## REQUIRED ACTION A
From the diacerein excerpt, copy word for word the part that opens with the words containing "Albino rats of wistar strain have" and closes with "of any complication.".
## REQUIRED ACTION B
According to the diacerein excerpt, at what temperature were the animals maintained?
## REQUIRED ACTION C
Using the diacerein excerpt, explain why albino rats of the Wistar strain were chosen for the experiment.

## EXTRACT PROVIDED

========================

Earlier study have shown the effect of diacerein in acute inflammatory model in rats [3] and here chronic inflammatory model that is anti- arthritic effects of diacerein on FCA-induced arthritis in rats is studied. There is lack of sufficient study to show the effects of diacerein when used prophylactically to prevent the development of arthritis and so the present study was taken up to evaluate the anti-arthritic effects of diacerein when used prophylactically on FCA-induced arthritis in rats and to elucidate its possible mechanism of action.
Materials and Methods
This was an experimental study carried over a period of about two months in the Department of Pharmacology, SCBMC, Cuttack. The experimental protocol was approved by the Institutional Animal Ethical Committee (431/01/c/CPCSEA).
Albino rats of wistar strain have been used earlier in many studies to observe the anti-inflammatory and anti-arthritic properties of diacerein [3,7]. Hence, albino rats of wistar strain of either sex weighing between 100 to 200 grams [7] were procured and acclimatised under standard laboratory conditions in departmental animal house as approved by the committee (Registration Number is 431/01/c/CPCSEA for the purpose of Research and Experimention on animals, for one week prior to experiment). The animals were maintained on 22±3°C, under 12:12 hour dark and light cycles. Animals had free access to food and water. Experiments were carried out between 10:00 to 17:00 hours. After the experiments, the used animals were kept separately from others in animal house to enable observations for development of any complication.

========================

## GIVEN INFORMATION
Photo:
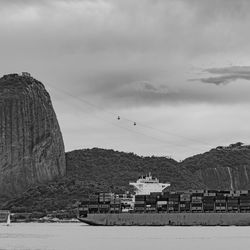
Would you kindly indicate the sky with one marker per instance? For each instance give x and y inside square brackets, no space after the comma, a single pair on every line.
[180,69]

========================

## ANSWER A
Albino rats of wistar strain have been used earlier in many studies to observe the anti-inflammatory and anti-arthritic properties of diacerein [3,7]. Hence, albino rats of wistar strain of either sex weighing between 100 to 200 grams [7] were procured and acclimatised under standard laboratory conditions in departmental animal house as approved by the committee (Registration Number is 431/01/c/CPCSEA for the purpose of Research and Experimention on animals, for one week prior to experiment). The animals were maintained on 22±3°C, under 12:12 hour dark and light cycles. Animals had free access to food and water. Experiments were carried out between 10:00 to 17:00 hours. After the experiments, the used animals were kept separately from others in animal house to enable observations for development of any complication.

## ANSWER B
22±3°C.

## ANSWER C
Albino Wistar rats had been used in many earlier studies to observe the anti-inflammatory and anti-arthritic properties of diacerein. For that reason, rats of this strain were procured for the study.